[Objective]:
Can you output the records below exactly as they are written?

Position annotation records:
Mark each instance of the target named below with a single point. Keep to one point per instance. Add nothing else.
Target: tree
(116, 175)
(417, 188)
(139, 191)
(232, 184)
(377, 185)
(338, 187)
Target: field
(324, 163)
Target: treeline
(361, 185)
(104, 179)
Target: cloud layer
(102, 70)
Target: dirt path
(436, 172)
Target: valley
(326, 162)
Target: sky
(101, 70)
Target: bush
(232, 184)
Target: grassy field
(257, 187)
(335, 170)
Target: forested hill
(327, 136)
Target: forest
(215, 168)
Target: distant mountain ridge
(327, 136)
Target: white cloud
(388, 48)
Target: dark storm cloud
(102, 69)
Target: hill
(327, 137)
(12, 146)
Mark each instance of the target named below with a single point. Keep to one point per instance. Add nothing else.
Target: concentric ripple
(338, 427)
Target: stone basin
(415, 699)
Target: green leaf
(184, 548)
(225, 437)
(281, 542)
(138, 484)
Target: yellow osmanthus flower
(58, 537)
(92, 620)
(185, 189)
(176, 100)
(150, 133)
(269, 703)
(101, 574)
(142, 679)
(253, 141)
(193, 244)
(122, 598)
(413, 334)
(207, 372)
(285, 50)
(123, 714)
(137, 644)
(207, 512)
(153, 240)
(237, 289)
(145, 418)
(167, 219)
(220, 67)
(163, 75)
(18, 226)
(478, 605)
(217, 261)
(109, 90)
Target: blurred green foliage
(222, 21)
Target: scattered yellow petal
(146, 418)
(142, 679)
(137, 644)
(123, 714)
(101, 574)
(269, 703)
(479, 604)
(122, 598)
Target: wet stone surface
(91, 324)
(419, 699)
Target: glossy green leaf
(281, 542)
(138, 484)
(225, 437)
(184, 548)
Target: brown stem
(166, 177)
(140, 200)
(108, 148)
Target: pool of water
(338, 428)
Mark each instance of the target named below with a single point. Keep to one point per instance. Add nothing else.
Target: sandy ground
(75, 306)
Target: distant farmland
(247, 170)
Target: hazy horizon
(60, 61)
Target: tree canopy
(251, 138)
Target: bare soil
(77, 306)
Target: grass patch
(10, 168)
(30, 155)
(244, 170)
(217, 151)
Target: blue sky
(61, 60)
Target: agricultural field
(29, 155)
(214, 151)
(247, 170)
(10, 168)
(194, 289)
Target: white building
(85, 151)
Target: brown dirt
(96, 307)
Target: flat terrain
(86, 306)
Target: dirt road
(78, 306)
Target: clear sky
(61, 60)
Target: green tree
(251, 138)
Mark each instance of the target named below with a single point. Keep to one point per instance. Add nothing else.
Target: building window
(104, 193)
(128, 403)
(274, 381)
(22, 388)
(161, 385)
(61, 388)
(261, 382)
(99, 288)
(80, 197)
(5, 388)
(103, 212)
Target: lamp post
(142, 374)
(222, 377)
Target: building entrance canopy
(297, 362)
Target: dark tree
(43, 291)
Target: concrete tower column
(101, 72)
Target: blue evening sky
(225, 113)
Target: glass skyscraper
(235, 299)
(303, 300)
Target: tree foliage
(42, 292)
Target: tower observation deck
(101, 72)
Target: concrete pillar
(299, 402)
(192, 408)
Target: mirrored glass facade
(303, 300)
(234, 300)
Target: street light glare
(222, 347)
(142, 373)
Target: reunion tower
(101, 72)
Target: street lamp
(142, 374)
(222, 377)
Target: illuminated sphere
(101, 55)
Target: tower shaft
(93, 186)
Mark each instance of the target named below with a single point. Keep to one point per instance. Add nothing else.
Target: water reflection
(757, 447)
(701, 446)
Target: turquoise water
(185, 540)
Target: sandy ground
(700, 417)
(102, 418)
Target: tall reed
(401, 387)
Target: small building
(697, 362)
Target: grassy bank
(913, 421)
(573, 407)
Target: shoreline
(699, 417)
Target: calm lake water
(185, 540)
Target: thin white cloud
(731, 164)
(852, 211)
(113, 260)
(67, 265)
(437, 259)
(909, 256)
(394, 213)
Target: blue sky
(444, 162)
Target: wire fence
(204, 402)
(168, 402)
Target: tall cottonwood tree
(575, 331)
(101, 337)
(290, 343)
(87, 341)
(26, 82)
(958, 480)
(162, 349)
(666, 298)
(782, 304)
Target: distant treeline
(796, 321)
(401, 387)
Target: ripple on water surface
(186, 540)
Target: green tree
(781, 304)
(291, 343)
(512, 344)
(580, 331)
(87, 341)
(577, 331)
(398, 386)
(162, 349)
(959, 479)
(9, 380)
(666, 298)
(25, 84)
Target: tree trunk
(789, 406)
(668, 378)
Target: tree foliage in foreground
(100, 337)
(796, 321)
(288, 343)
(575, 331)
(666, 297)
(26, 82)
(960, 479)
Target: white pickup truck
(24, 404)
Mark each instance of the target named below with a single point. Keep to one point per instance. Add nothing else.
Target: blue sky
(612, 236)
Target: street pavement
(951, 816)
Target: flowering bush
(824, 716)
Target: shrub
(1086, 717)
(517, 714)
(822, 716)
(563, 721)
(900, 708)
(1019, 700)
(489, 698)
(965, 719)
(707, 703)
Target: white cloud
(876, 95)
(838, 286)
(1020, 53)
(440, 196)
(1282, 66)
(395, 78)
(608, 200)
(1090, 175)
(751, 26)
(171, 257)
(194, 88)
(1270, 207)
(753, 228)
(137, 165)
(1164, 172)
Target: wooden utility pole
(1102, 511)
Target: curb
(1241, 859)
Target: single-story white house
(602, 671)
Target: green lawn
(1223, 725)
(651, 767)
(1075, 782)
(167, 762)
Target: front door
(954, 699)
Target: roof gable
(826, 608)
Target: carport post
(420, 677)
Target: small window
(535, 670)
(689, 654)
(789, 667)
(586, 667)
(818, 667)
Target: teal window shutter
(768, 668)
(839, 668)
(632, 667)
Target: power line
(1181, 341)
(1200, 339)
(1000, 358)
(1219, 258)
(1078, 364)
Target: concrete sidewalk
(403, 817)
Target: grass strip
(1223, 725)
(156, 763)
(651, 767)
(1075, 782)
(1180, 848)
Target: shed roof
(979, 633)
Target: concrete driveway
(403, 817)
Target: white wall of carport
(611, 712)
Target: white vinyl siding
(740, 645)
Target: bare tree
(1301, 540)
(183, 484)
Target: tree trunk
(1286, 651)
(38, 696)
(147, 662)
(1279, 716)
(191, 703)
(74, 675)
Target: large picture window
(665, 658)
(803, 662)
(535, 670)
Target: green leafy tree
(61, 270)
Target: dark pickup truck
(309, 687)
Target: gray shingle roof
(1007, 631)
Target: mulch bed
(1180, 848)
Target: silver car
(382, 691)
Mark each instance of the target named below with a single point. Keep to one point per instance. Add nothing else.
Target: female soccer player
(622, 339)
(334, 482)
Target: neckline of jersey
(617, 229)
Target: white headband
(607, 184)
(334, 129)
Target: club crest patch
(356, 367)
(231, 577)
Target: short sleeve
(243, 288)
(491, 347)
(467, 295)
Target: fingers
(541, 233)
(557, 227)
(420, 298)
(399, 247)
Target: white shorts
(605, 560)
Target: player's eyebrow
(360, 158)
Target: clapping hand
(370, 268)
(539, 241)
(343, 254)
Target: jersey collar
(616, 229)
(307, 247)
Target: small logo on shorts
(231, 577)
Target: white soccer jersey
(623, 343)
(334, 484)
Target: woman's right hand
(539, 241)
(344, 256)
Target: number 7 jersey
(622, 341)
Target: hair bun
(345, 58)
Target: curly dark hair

[Output below]:
Mark each instance of the target named below with a single point. Keep to one point per instance. Add nothing else.
Target: tree
(116, 175)
(417, 188)
(139, 191)
(232, 184)
(377, 185)
(338, 187)
Target: field
(324, 163)
Target: treeline
(361, 185)
(104, 179)
Target: cloud layer
(102, 70)
Target: dirt path
(436, 172)
Target: valley
(326, 162)
Target: sky
(101, 70)
Target: bush
(232, 184)
Target: grassy field
(257, 187)
(335, 170)
Target: forested hill
(327, 136)
Target: forest
(215, 168)
Target: distant mountain ridge
(327, 136)
Target: white cloud
(388, 48)
Target: dark storm cloud
(102, 69)
Target: hill
(327, 137)
(12, 146)
Mark each instance of the target named below with a single point. Keep to one point per instance. Add nothing else.
Target: concentric ripple
(338, 427)
Target: stone basin
(415, 699)
Target: green leaf
(184, 548)
(225, 437)
(281, 542)
(138, 484)
Target: yellow osmanthus flower
(58, 537)
(92, 620)
(185, 189)
(176, 100)
(150, 133)
(269, 703)
(101, 574)
(142, 679)
(253, 141)
(193, 244)
(122, 598)
(413, 334)
(207, 372)
(285, 50)
(123, 714)
(137, 644)
(207, 512)
(153, 240)
(237, 289)
(145, 418)
(167, 219)
(220, 67)
(163, 75)
(18, 226)
(478, 605)
(217, 261)
(109, 90)
Target: blurred green foliage
(222, 21)
Target: scattered yellow petal
(146, 418)
(142, 679)
(137, 644)
(123, 714)
(101, 574)
(269, 703)
(479, 604)
(122, 598)
Target: wet stone surface
(91, 324)
(419, 699)
Target: glossy green leaf
(281, 542)
(138, 484)
(225, 437)
(184, 548)
Target: brown stem
(166, 177)
(140, 200)
(108, 148)
Target: pool of water
(338, 428)
Mark each instance of the target named below with a single point. Keep to one point per instance. Add nothing else.
Target: sandy ground
(75, 306)
Target: distant farmland
(247, 170)
Target: hazy horizon
(60, 61)
Target: tree canopy
(251, 138)
Target: bare soil
(77, 306)
Target: grass patch
(10, 168)
(30, 155)
(244, 170)
(217, 151)
Target: blue sky
(61, 60)
Target: agricultural field
(29, 155)
(214, 151)
(247, 170)
(10, 168)
(194, 289)
Target: white building
(85, 151)
Target: brown dirt
(96, 307)
Target: flat terrain
(86, 306)
Target: dirt road
(78, 306)
Target: clear sky
(61, 60)
Target: green tree
(251, 138)
Mark each instance of the target named below with a single point. Keep to one point per instance. Add nothing else.
Target: building window
(104, 193)
(128, 403)
(274, 381)
(22, 388)
(161, 385)
(61, 388)
(261, 382)
(99, 288)
(80, 197)
(5, 388)
(103, 212)
Target: lamp post
(142, 374)
(222, 377)
Target: building entrance canopy
(297, 362)
Target: dark tree
(43, 291)
Target: concrete tower column
(101, 72)
Target: blue evening sky
(225, 113)
Target: glass skyscraper
(235, 299)
(303, 300)
Target: tree foliage
(42, 292)
Target: tower observation deck
(101, 72)
Target: concrete pillar
(299, 402)
(192, 408)
Target: mirrored glass facade
(303, 300)
(234, 300)
Target: street light glare
(222, 347)
(142, 373)
Target: reunion tower
(101, 72)
Target: street lamp
(142, 374)
(222, 377)
Target: illuminated sphere
(101, 55)
Target: tower shaft
(93, 186)
Mark each instance of the target named below with a single point. Keep to one point per instance. Add nothing else.
Target: water reflection
(757, 447)
(701, 446)
Target: turquoise water
(185, 540)
Target: sandy ground
(700, 417)
(102, 418)
Target: tall reed
(401, 387)
Target: small building
(697, 362)
Target: grassy bank
(913, 421)
(573, 407)
Target: shoreline
(699, 417)
Target: calm lake water
(185, 540)
Target: thin white cloud
(731, 164)
(852, 211)
(113, 260)
(67, 265)
(437, 259)
(909, 256)
(394, 213)
Target: blue sky
(444, 162)
Target: wire fence
(204, 402)
(168, 402)
Target: tall cottonwood tree
(575, 331)
(101, 337)
(290, 343)
(87, 341)
(26, 82)
(958, 480)
(162, 349)
(666, 298)
(782, 304)
Target: distant treeline
(796, 321)
(401, 387)
Target: ripple on water surface
(186, 540)
Target: green tree
(781, 304)
(291, 343)
(512, 344)
(580, 331)
(87, 341)
(577, 331)
(398, 386)
(162, 349)
(959, 479)
(9, 380)
(666, 298)
(25, 84)
Target: tree trunk
(789, 406)
(668, 378)
Target: tree foliage in foreground
(100, 337)
(796, 321)
(288, 343)
(575, 331)
(666, 297)
(26, 82)
(960, 479)
Target: white pickup truck
(24, 404)
Mark each instance of the target named below with a single point. Keep to one point per instance. Add nothing else.
Target: blue sky
(612, 236)
Target: street pavement
(951, 816)
Target: flowering bush
(824, 716)
Target: shrub
(1086, 717)
(517, 714)
(822, 716)
(563, 721)
(900, 708)
(1019, 700)
(489, 698)
(965, 719)
(707, 703)
Target: white cloud
(876, 95)
(838, 286)
(1020, 53)
(440, 196)
(1282, 66)
(395, 78)
(608, 200)
(1090, 175)
(751, 26)
(171, 257)
(194, 88)
(1270, 207)
(753, 228)
(137, 165)
(1164, 172)
Target: wooden utility pole
(1102, 511)
Target: curb
(1241, 859)
Target: single-story white house
(602, 671)
Target: green lawn
(1223, 725)
(651, 767)
(1075, 782)
(167, 762)
Target: front door
(954, 699)
Target: roof gable
(826, 608)
Target: carport post
(420, 677)
Target: small window
(535, 670)
(689, 654)
(789, 667)
(586, 667)
(818, 667)
Target: teal window shutter
(768, 668)
(839, 668)
(632, 667)
Target: power line
(1181, 341)
(1200, 339)
(1000, 358)
(1219, 258)
(1078, 364)
Target: concrete sidewalk
(403, 817)
Target: grass strip
(1223, 725)
(156, 763)
(651, 767)
(1075, 782)
(1180, 848)
Target: shed roof
(979, 633)
Target: concrete driveway
(403, 817)
Target: white wall of carport
(611, 712)
Target: white vinyl siding
(740, 645)
Target: bare tree
(1301, 540)
(183, 484)
Target: tree trunk
(1286, 651)
(38, 696)
(147, 662)
(1279, 716)
(191, 703)
(74, 675)
Target: large picture window
(665, 658)
(803, 662)
(535, 670)
Target: green leafy tree
(61, 270)
Target: dark pickup truck
(309, 687)
Target: gray shingle roof
(1007, 631)
Target: mulch bed
(1180, 848)
Target: silver car
(382, 691)
Mark each instance of the target named below with a single point. Keep to one point per instance. Add nothing else.
Target: female soccer player
(622, 339)
(334, 482)
Target: neckline of jersey
(617, 229)
Target: white headband
(607, 184)
(334, 129)
Target: club crest patch
(356, 367)
(231, 577)
Target: short sleeve
(243, 288)
(491, 347)
(467, 295)
Target: fingers
(541, 233)
(557, 227)
(420, 298)
(399, 247)
Target: white shorts
(605, 560)
Target: player's eyebrow
(360, 158)
Target: clapping hand
(370, 268)
(539, 241)
(343, 254)
Target: jersey collar
(616, 229)
(307, 247)
Target: small logo on shorts
(231, 577)
Target: white soccer jersey
(623, 343)
(334, 484)
Target: woman's right hand
(539, 241)
(344, 256)
Target: number 7 jersey
(622, 341)
Target: hair bun
(345, 58)
Target: curly dark hair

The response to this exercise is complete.